Whenever a line of the data below holds the string "instance", copy that line.

*** Opening EXCERPTED RECORDS ***

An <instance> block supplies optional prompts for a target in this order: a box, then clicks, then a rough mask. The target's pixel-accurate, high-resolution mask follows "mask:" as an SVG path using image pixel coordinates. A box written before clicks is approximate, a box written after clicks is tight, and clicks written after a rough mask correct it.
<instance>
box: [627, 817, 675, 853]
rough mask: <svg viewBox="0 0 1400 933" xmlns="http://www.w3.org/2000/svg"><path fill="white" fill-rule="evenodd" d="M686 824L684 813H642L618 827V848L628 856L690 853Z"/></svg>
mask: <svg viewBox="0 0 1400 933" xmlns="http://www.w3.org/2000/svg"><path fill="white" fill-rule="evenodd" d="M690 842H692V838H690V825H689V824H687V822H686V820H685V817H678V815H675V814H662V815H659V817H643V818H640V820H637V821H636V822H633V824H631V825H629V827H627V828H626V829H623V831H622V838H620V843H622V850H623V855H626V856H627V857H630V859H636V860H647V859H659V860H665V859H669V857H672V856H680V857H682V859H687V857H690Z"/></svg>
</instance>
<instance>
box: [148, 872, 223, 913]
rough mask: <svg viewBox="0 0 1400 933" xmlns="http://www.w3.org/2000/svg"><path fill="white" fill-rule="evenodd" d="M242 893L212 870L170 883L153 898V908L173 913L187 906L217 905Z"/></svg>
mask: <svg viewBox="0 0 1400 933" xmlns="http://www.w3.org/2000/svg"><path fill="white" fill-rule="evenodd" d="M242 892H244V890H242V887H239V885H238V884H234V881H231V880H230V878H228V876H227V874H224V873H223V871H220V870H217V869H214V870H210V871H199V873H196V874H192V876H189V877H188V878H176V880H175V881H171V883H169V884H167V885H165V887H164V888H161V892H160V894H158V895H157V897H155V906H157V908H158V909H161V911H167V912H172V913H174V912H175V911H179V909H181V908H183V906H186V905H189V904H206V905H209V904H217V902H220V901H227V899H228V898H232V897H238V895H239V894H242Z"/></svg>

*** Closing EXCERPTED RECORDS ***

RESPONSE TO THIS EXERCISE:
An <instance> block supplies optional prompts for a target in this order: a box, then clicks, then a rough mask. The target's pixel-accurate, high-resolution mask follows "mask:" as an SVG path using image pixel coordinates. A box written before clicks is approximate, a box written after clicks is tight, and clicks written after a rough mask correct it.
<instance>
</instance>
<instance>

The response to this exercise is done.